■ AIM OF THE EXERCISE: Starting at the beginning of the material and ending at the line that contains "50L118 45L106 70L98", copy the lines with "simplified" swapped for "basic" and everything else left as is. Omit the pictures from your copy.

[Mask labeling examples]
++++
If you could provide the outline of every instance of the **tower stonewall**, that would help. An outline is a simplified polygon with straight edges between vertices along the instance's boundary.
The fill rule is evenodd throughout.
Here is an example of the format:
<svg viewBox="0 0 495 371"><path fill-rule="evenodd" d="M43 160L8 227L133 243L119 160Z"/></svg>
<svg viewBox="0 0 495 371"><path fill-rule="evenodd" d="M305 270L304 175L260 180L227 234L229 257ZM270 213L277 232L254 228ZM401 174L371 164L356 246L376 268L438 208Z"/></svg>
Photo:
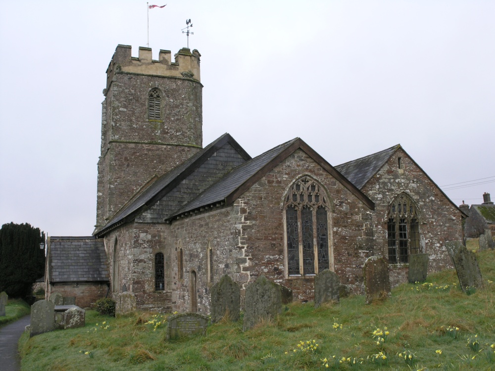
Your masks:
<svg viewBox="0 0 495 371"><path fill-rule="evenodd" d="M197 50L118 45L106 70L98 161L97 224L103 227L150 181L202 145L202 85Z"/></svg>

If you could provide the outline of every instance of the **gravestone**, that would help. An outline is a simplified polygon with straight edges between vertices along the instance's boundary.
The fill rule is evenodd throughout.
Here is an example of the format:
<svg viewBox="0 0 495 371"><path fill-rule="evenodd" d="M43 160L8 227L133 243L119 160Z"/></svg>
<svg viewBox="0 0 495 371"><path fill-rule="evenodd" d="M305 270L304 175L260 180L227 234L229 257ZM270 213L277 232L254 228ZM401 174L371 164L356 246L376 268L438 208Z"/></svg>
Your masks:
<svg viewBox="0 0 495 371"><path fill-rule="evenodd" d="M364 278L365 301L371 304L375 298L390 296L389 265L380 256L371 256L366 259L363 267Z"/></svg>
<svg viewBox="0 0 495 371"><path fill-rule="evenodd" d="M136 311L136 295L126 291L118 295L114 294L115 299L115 314L129 314Z"/></svg>
<svg viewBox="0 0 495 371"><path fill-rule="evenodd" d="M62 304L62 305L76 305L75 296L63 297L63 304Z"/></svg>
<svg viewBox="0 0 495 371"><path fill-rule="evenodd" d="M48 300L53 303L53 305L63 305L63 296L60 292L52 292Z"/></svg>
<svg viewBox="0 0 495 371"><path fill-rule="evenodd" d="M222 276L211 287L210 304L211 322L215 323L226 315L229 319L236 322L241 313L241 286L228 275Z"/></svg>
<svg viewBox="0 0 495 371"><path fill-rule="evenodd" d="M0 317L4 317L5 314L5 307L7 305L7 301L8 300L8 295L5 291L2 291L0 293Z"/></svg>
<svg viewBox="0 0 495 371"><path fill-rule="evenodd" d="M283 285L279 285L280 286L280 289L282 290L282 303L283 304L291 304L294 298L292 290Z"/></svg>
<svg viewBox="0 0 495 371"><path fill-rule="evenodd" d="M76 328L84 327L86 324L86 312L79 307L67 309L64 313L65 328Z"/></svg>
<svg viewBox="0 0 495 371"><path fill-rule="evenodd" d="M486 238L488 248L492 249L495 248L495 241L492 236L492 231L490 230L485 230L485 238Z"/></svg>
<svg viewBox="0 0 495 371"><path fill-rule="evenodd" d="M461 246L454 255L454 264L457 272L457 278L462 291L466 292L468 287L481 287L483 284L480 267L476 256L465 246Z"/></svg>
<svg viewBox="0 0 495 371"><path fill-rule="evenodd" d="M260 321L274 318L282 312L280 285L260 276L246 287L245 303L244 331Z"/></svg>
<svg viewBox="0 0 495 371"><path fill-rule="evenodd" d="M410 283L424 282L428 274L428 254L411 254L409 256L408 280Z"/></svg>
<svg viewBox="0 0 495 371"><path fill-rule="evenodd" d="M183 313L167 319L167 340L175 340L206 332L208 317L198 313Z"/></svg>
<svg viewBox="0 0 495 371"><path fill-rule="evenodd" d="M55 306L49 300L39 300L31 306L30 336L53 331Z"/></svg>
<svg viewBox="0 0 495 371"><path fill-rule="evenodd" d="M314 278L314 307L324 303L340 300L340 278L329 269L318 273Z"/></svg>
<svg viewBox="0 0 495 371"><path fill-rule="evenodd" d="M479 241L480 251L483 251L484 250L488 250L488 243L487 242L487 238L485 234L480 234Z"/></svg>
<svg viewBox="0 0 495 371"><path fill-rule="evenodd" d="M454 264L454 255L459 251L463 244L462 241L447 241L445 243L445 248L447 249L448 256L450 257L452 264Z"/></svg>

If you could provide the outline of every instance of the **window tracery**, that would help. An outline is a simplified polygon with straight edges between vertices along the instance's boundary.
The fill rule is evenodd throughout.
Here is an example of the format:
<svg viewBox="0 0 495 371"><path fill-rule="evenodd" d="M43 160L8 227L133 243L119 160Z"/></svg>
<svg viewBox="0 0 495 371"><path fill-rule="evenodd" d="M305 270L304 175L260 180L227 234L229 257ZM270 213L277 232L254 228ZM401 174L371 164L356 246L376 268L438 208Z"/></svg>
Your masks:
<svg viewBox="0 0 495 371"><path fill-rule="evenodd" d="M148 94L148 119L161 119L161 93L156 88L149 91Z"/></svg>
<svg viewBox="0 0 495 371"><path fill-rule="evenodd" d="M421 253L418 220L416 206L405 193L397 196L389 206L389 263L408 263L409 255Z"/></svg>
<svg viewBox="0 0 495 371"><path fill-rule="evenodd" d="M296 182L286 196L286 253L290 276L314 275L331 268L329 201L323 186L307 176Z"/></svg>

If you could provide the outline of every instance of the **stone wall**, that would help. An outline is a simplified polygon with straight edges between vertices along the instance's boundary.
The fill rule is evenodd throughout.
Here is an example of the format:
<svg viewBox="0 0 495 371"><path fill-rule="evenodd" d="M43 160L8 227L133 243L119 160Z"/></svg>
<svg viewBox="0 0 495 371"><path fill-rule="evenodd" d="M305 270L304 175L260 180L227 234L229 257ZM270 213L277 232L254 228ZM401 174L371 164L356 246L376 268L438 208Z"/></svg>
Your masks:
<svg viewBox="0 0 495 371"><path fill-rule="evenodd" d="M261 275L292 289L294 300L312 300L314 276L289 276L284 262L283 203L296 180L306 175L327 188L333 212L328 226L334 270L344 284L362 289L362 265L373 255L369 210L301 150L276 166L236 201L244 225L240 244L245 249L250 281ZM333 265L333 267L332 266Z"/></svg>
<svg viewBox="0 0 495 371"><path fill-rule="evenodd" d="M76 305L84 308L93 307L97 300L105 297L108 286L106 283L98 282L51 283L48 291L46 298L49 297L52 292L59 292L64 297L75 296Z"/></svg>
<svg viewBox="0 0 495 371"><path fill-rule="evenodd" d="M104 92L97 229L153 176L167 172L202 145L201 83L177 71L160 75L152 74L152 69L131 70L112 73ZM161 93L161 119L149 120L148 94L154 88Z"/></svg>
<svg viewBox="0 0 495 371"><path fill-rule="evenodd" d="M400 169L398 157L402 159ZM388 258L387 211L394 199L404 192L415 203L419 214L422 252L430 255L429 272L453 268L445 242L462 239L461 212L403 150L397 150L362 190L375 202L376 255ZM393 287L407 281L407 264L389 264L389 267Z"/></svg>

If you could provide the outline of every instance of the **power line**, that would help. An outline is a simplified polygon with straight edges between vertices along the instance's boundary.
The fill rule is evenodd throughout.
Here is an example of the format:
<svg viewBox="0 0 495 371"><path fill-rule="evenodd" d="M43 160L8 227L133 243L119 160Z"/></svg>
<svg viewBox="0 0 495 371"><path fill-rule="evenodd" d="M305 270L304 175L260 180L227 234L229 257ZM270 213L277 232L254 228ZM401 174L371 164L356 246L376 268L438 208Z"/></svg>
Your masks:
<svg viewBox="0 0 495 371"><path fill-rule="evenodd" d="M478 181L482 181L484 179L489 179L491 178L495 178L495 175L493 177L487 177L487 178L482 178L480 179L473 179L472 181L467 181L467 182L461 182L459 183L452 183L452 184L446 184L445 186L441 186L441 187L448 187L449 186L455 186L456 184L462 184L463 183L470 183L471 182L477 182Z"/></svg>
<svg viewBox="0 0 495 371"><path fill-rule="evenodd" d="M466 184L464 186L457 186L455 187L450 187L450 188L444 188L444 190L452 190L452 189L459 189L461 188L468 188L469 187L474 186L480 186L482 184L489 184L490 183L495 183L495 180L493 181L486 181L485 182L480 182L478 183L474 183L473 184Z"/></svg>

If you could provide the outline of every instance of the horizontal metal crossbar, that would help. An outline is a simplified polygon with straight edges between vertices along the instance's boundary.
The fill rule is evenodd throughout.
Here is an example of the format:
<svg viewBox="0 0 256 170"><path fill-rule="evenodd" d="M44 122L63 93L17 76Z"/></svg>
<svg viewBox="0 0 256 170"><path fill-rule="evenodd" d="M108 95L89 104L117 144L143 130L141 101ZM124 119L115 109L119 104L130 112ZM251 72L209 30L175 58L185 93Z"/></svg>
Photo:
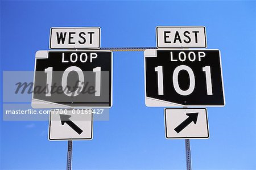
++++
■ SOLVED EXERCISE:
If you could provide the outline of every instance of the **tower stonewall**, that would help. An outline is a basic polygon with straight edges between vertices along the instance's boundary.
The fill rule is evenodd throughout.
Here is an example of the format:
<svg viewBox="0 0 495 371"><path fill-rule="evenodd" d="M43 160L8 227L133 243L119 160Z"/></svg>
<svg viewBox="0 0 495 371"><path fill-rule="evenodd" d="M305 270L304 175L260 180L227 234L229 257ZM270 213L277 232L254 228ZM401 174L371 164L356 246L376 268L438 208Z"/></svg>
Photo:
Your masks:
<svg viewBox="0 0 495 371"><path fill-rule="evenodd" d="M197 50L118 45L106 70L98 161L97 224L103 227L150 181L202 145L202 85Z"/></svg>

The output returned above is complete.